◆ **Dataset entries**:
>>>>

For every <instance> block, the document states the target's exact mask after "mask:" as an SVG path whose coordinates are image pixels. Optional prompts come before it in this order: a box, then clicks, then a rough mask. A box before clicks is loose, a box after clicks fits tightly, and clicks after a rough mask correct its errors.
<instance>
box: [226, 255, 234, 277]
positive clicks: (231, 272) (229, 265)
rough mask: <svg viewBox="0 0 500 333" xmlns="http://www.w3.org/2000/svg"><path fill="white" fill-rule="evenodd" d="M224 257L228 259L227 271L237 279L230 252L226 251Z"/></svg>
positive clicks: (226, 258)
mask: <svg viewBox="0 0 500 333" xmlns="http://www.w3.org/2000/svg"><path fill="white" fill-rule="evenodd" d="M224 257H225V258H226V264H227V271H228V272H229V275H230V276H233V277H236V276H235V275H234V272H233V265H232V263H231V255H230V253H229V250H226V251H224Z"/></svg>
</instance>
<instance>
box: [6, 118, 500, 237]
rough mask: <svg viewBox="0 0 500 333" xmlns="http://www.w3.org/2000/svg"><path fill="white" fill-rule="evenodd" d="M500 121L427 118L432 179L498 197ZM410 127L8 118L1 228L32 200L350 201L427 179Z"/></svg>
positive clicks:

<<<<

◆ **To do**: Print all of the data exactly as it stands above.

◆ **Output of the exercise**:
For every <instance> block, the document states the target's exact mask after "mask:" as an SVG path whose coordinates are image pixels. Optional prompts come before it in this order: a box, then clicks, then a rough mask. A box before clicks is loose, a box after clicks fits tightly, and clicks after a rough mask correct its errors.
<instance>
box: [226, 255, 234, 277]
positive clicks: (231, 272) (229, 265)
rough mask: <svg viewBox="0 0 500 333" xmlns="http://www.w3.org/2000/svg"><path fill="white" fill-rule="evenodd" d="M224 257L228 259L227 271L237 279L230 252L226 251Z"/></svg>
positive clicks: (226, 258)
mask: <svg viewBox="0 0 500 333" xmlns="http://www.w3.org/2000/svg"><path fill="white" fill-rule="evenodd" d="M224 257H225V258H226V264H227V271H228V272H229V275H230V276H233V277H236V276H235V275H234V272H233V265H232V263H231V255H230V253H229V250H226V251H224Z"/></svg>
</instance>
<instance>
box: [6, 118, 500, 237]
rough mask: <svg viewBox="0 0 500 333" xmlns="http://www.w3.org/2000/svg"><path fill="white" fill-rule="evenodd" d="M500 121L427 118L432 179L498 197ZM410 127L8 118L1 228L32 200L350 201L427 179Z"/></svg>
positive clicks:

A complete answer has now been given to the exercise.